# [Assignment]
Your answer should hold exactly the lines from the line containing "If you could mark the sunlit" through the end of the entries that follow.

# [Data for this exercise]
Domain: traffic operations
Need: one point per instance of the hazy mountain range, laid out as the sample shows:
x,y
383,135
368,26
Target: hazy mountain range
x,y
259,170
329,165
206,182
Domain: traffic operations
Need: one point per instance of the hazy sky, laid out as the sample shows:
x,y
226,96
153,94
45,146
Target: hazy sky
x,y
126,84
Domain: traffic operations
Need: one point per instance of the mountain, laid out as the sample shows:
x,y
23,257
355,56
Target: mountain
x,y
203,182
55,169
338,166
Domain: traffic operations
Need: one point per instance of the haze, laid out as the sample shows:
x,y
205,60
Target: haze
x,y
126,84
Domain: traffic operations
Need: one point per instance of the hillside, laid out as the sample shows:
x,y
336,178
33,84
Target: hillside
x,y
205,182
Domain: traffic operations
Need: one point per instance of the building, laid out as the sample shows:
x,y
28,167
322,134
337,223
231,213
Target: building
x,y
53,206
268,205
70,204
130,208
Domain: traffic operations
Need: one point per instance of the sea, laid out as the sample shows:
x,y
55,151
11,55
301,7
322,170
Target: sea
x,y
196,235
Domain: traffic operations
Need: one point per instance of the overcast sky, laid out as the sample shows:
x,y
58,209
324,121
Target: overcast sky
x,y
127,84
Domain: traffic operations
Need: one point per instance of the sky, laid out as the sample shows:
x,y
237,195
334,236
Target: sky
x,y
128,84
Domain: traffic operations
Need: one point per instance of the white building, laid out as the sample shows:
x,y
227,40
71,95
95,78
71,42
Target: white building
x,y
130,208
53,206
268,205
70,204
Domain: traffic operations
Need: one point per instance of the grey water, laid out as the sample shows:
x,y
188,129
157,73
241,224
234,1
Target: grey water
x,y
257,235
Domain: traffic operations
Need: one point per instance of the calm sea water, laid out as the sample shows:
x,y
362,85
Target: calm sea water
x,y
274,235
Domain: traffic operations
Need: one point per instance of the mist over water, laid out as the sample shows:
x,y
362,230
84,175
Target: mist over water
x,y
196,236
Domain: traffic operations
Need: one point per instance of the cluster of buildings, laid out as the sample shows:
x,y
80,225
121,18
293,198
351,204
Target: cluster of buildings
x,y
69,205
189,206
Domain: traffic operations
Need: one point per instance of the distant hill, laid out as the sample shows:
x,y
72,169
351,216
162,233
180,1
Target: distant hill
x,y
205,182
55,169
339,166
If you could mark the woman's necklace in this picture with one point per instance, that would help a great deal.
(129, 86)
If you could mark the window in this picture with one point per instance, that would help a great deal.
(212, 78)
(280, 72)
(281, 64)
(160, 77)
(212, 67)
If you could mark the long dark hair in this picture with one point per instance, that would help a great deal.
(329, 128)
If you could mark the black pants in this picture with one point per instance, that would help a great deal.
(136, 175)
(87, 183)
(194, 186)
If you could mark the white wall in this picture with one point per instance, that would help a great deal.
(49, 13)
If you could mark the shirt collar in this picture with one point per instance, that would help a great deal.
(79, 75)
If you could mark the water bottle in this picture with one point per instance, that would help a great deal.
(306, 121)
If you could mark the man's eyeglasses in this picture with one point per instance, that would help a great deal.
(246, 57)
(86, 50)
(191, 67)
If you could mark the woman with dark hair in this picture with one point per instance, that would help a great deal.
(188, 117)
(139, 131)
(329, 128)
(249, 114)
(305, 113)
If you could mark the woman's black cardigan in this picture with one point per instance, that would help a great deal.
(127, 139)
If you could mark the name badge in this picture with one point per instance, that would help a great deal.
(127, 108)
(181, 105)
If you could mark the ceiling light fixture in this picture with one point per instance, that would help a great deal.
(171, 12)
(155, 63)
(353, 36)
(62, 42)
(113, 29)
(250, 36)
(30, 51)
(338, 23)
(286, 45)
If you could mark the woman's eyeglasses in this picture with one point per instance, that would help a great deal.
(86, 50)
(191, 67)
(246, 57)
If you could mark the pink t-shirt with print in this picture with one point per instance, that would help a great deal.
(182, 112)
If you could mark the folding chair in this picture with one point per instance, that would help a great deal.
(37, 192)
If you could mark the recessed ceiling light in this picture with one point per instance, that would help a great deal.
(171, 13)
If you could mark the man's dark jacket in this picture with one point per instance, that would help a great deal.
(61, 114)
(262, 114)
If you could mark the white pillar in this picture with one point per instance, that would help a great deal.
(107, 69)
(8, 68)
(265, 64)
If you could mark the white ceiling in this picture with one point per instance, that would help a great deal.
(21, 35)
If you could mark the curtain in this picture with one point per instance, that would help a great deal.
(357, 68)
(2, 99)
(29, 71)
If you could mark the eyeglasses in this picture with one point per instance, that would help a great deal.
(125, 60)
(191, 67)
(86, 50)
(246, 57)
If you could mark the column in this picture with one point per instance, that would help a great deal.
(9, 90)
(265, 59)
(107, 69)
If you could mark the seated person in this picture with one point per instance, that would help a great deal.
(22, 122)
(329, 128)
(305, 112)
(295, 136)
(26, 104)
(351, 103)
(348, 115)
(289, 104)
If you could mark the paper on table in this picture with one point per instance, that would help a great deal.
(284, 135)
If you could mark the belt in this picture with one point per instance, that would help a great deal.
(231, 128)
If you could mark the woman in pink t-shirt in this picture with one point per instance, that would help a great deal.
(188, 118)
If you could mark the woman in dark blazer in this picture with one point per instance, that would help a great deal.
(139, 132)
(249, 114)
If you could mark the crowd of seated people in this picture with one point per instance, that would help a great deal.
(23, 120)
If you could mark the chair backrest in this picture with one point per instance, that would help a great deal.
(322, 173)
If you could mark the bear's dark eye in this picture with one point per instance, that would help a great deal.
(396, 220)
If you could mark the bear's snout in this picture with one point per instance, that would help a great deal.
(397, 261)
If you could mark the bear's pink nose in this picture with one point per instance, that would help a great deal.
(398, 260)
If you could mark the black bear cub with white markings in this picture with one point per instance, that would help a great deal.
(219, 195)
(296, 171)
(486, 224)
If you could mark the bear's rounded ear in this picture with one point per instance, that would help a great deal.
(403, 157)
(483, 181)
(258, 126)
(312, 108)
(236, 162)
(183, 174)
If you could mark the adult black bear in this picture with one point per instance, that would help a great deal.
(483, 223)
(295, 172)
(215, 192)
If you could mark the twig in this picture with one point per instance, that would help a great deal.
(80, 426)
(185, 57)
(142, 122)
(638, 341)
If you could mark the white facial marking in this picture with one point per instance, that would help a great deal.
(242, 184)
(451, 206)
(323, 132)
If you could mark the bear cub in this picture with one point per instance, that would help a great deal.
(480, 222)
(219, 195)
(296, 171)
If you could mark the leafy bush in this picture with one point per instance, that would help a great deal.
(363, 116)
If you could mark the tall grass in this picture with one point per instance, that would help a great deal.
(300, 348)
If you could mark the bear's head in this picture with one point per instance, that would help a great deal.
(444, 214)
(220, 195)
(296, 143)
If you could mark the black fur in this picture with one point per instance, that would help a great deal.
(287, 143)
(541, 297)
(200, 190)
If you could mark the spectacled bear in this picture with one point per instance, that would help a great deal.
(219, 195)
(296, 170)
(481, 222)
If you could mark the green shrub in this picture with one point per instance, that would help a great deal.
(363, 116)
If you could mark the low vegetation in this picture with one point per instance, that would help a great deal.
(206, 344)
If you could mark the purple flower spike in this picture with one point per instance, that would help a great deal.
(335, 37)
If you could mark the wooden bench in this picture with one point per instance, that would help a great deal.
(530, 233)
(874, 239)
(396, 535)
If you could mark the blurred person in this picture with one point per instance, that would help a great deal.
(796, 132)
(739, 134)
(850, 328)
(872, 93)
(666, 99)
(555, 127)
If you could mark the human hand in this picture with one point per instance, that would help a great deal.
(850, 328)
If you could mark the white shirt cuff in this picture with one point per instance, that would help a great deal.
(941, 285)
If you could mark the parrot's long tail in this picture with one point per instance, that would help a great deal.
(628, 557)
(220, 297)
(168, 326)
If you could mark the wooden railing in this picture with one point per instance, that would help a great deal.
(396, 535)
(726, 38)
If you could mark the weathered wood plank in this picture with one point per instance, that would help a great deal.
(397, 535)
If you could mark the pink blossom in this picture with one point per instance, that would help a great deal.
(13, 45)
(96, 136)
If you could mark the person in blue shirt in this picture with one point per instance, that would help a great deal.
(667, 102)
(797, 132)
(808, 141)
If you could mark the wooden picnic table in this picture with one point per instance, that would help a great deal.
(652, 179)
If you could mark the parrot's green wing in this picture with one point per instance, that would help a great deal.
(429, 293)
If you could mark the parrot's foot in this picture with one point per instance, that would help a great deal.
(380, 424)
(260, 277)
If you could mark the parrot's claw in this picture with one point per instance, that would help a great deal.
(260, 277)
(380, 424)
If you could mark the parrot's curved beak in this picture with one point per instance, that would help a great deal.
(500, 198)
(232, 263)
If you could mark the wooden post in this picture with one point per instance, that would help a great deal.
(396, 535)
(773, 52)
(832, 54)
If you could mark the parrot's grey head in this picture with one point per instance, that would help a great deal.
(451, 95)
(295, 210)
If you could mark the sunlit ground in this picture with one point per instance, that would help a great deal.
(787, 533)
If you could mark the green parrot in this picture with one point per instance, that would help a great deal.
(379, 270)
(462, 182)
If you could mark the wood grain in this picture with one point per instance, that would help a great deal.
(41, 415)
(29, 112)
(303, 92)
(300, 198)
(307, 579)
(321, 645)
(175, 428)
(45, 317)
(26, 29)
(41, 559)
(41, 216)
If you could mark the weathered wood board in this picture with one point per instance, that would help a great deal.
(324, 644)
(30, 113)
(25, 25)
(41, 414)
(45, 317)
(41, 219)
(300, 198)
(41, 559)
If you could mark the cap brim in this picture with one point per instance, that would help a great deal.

# [Reply]
If you could mark the sunlit ground in this picture with one point per instance, that would help a great deal.
(787, 533)
If you could mark the green parrot in this picture with one point per instance, that would help a great deal.
(379, 270)
(462, 182)
If you could mark the wood grain in this picture with one point per instance, that would help a great deal.
(41, 415)
(29, 112)
(303, 92)
(300, 198)
(307, 579)
(321, 645)
(175, 428)
(45, 317)
(26, 29)
(41, 559)
(41, 216)
If you could mark the weathered wood board in this picture with one point per instance, that would help a great deal.
(324, 644)
(30, 113)
(25, 25)
(41, 414)
(45, 317)
(41, 219)
(300, 198)
(41, 559)
If you could mark the cap brim in this picture with one point per instance, that would help a great deal.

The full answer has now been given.